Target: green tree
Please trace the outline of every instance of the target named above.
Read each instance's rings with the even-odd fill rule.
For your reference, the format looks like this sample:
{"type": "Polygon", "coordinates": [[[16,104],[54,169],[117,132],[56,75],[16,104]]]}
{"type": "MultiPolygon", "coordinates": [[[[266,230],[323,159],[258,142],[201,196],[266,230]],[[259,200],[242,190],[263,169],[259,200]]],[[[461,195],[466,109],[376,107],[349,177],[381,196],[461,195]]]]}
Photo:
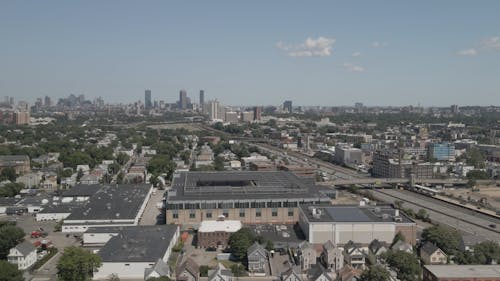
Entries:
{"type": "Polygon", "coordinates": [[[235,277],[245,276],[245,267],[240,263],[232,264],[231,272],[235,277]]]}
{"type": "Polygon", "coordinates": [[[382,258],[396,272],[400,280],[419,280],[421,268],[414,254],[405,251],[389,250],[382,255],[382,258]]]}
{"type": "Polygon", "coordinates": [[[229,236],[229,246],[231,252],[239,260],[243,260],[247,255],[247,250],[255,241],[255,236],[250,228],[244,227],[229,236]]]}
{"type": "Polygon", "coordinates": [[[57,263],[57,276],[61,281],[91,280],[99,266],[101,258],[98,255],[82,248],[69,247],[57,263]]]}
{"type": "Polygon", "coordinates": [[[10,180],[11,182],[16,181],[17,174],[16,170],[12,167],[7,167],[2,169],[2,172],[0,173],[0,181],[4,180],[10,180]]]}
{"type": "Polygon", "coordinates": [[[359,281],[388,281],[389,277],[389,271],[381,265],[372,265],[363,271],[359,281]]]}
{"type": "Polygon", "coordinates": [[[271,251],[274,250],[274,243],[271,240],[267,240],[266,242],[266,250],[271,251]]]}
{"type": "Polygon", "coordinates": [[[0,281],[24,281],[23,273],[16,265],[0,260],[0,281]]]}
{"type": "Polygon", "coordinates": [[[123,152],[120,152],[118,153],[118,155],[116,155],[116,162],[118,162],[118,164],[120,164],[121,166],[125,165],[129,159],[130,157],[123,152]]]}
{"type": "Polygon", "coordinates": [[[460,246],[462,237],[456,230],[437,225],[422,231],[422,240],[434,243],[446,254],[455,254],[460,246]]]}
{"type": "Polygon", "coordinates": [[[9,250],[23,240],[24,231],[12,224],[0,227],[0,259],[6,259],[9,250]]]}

####

*Aim of the exercise:* Update these lines by changing "Photo" to "Image" and keeping everything else the same. Omit the pictures from your answer.

*Solution for this problem:*
Target: green tree
Please trace the outline of every instance of the target named above.
Read each instance's rings with the even-odd fill rule.
For your reference, the format looks like this sample:
{"type": "Polygon", "coordinates": [[[16,104],[54,169],[117,132],[56,75],[16,104]]]}
{"type": "MultiPolygon", "coordinates": [[[[266,230],[323,159],[258,142],[201,196],[266,230]],[[259,200],[242,190],[263,169],[259,200]]],[[[461,195],[466,109],[376,107],[349,177],[381,196],[461,195]]]]}
Image:
Entries:
{"type": "Polygon", "coordinates": [[[235,277],[245,276],[245,267],[240,263],[232,264],[231,272],[235,277]]]}
{"type": "Polygon", "coordinates": [[[382,258],[396,272],[400,280],[419,280],[421,268],[414,254],[405,251],[389,250],[382,255],[382,258]]]}
{"type": "Polygon", "coordinates": [[[229,236],[229,246],[231,252],[239,260],[243,260],[247,255],[247,250],[255,241],[255,236],[250,228],[244,227],[229,236]]]}
{"type": "Polygon", "coordinates": [[[57,263],[57,276],[61,281],[91,280],[99,266],[101,258],[98,255],[82,248],[69,247],[57,263]]]}
{"type": "Polygon", "coordinates": [[[10,180],[11,182],[16,181],[17,174],[16,170],[12,167],[7,167],[2,169],[2,172],[0,173],[0,181],[4,180],[10,180]]]}
{"type": "Polygon", "coordinates": [[[359,281],[388,281],[389,277],[389,271],[381,265],[372,265],[363,271],[359,281]]]}
{"type": "Polygon", "coordinates": [[[271,251],[274,250],[274,243],[271,240],[267,240],[266,242],[266,250],[271,251]]]}
{"type": "Polygon", "coordinates": [[[0,281],[24,281],[23,273],[16,265],[0,260],[0,281]]]}
{"type": "Polygon", "coordinates": [[[123,152],[120,152],[118,153],[118,155],[116,155],[116,162],[118,162],[118,164],[120,164],[121,166],[125,165],[129,159],[130,157],[123,152]]]}
{"type": "Polygon", "coordinates": [[[460,246],[462,237],[456,230],[437,225],[422,231],[422,240],[434,243],[446,254],[455,254],[460,246]]]}
{"type": "Polygon", "coordinates": [[[9,250],[23,240],[24,231],[12,224],[0,227],[0,259],[6,259],[9,250]]]}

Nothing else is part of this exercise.